- _Data extracted from a collection_

-- Opening Marker --

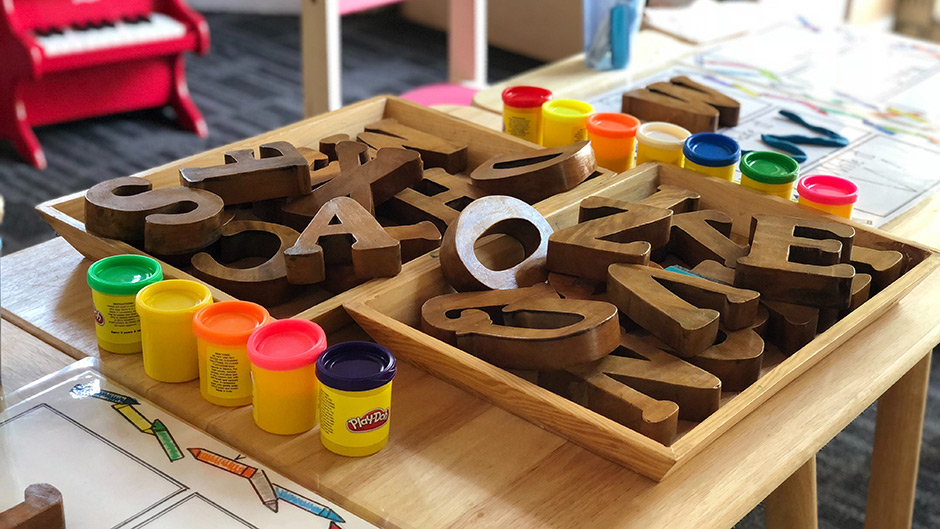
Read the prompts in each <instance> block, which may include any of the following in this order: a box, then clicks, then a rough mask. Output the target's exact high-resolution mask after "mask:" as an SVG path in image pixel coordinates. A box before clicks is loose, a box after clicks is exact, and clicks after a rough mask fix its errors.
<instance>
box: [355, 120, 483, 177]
mask: <svg viewBox="0 0 940 529" xmlns="http://www.w3.org/2000/svg"><path fill="white" fill-rule="evenodd" d="M359 141H361V142H363V143H365V144H366V145H369V146H370V147H372V148H373V149H381V148H383V147H397V148H400V149H401V148H404V149H410V150H413V151H417V152H418V153H419V154H421V159H422V160H423V161H424V165H425V167H441V168H443V169H444V170H445V171H447V172H448V173H450V174H457V173H459V172H461V171H463V170H464V169H466V168H467V146H466V145H455V144H453V143H450V142H449V141H446V140H444V139H441V138H439V137H437V136H434V135H433V134H428V133H426V132H422V131H420V130H417V129H413V128H411V127H406V126H405V125H402V124H401V123H399V122H398V121H396V120H394V119H383V120H382V121H379V122H377V123H373V124H371V125H367V126H366V131H365V132H362V133H360V134H359Z"/></svg>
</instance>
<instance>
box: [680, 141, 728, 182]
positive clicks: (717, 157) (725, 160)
mask: <svg viewBox="0 0 940 529" xmlns="http://www.w3.org/2000/svg"><path fill="white" fill-rule="evenodd" d="M682 155H683V156H685V168H686V169H689V170H692V171H695V172H697V173H701V174H703V175H705V176H711V177H714V178H721V179H722V180H727V181H729V182H731V181H733V180H734V170H735V168H736V167H737V165H738V161H739V160H740V159H741V147H740V146H739V145H738V142H736V141H734V139H733V138H730V137H728V136H725V135H724V134H717V133H714V132H700V133H698V134H693V135H691V136H689V137H688V138H686V140H685V145H684V146H683V147H682Z"/></svg>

-- Closing Marker --

State, as a number only, how many lines in the entries include "instance".

- _RESPONSE TO THIS TASK_
4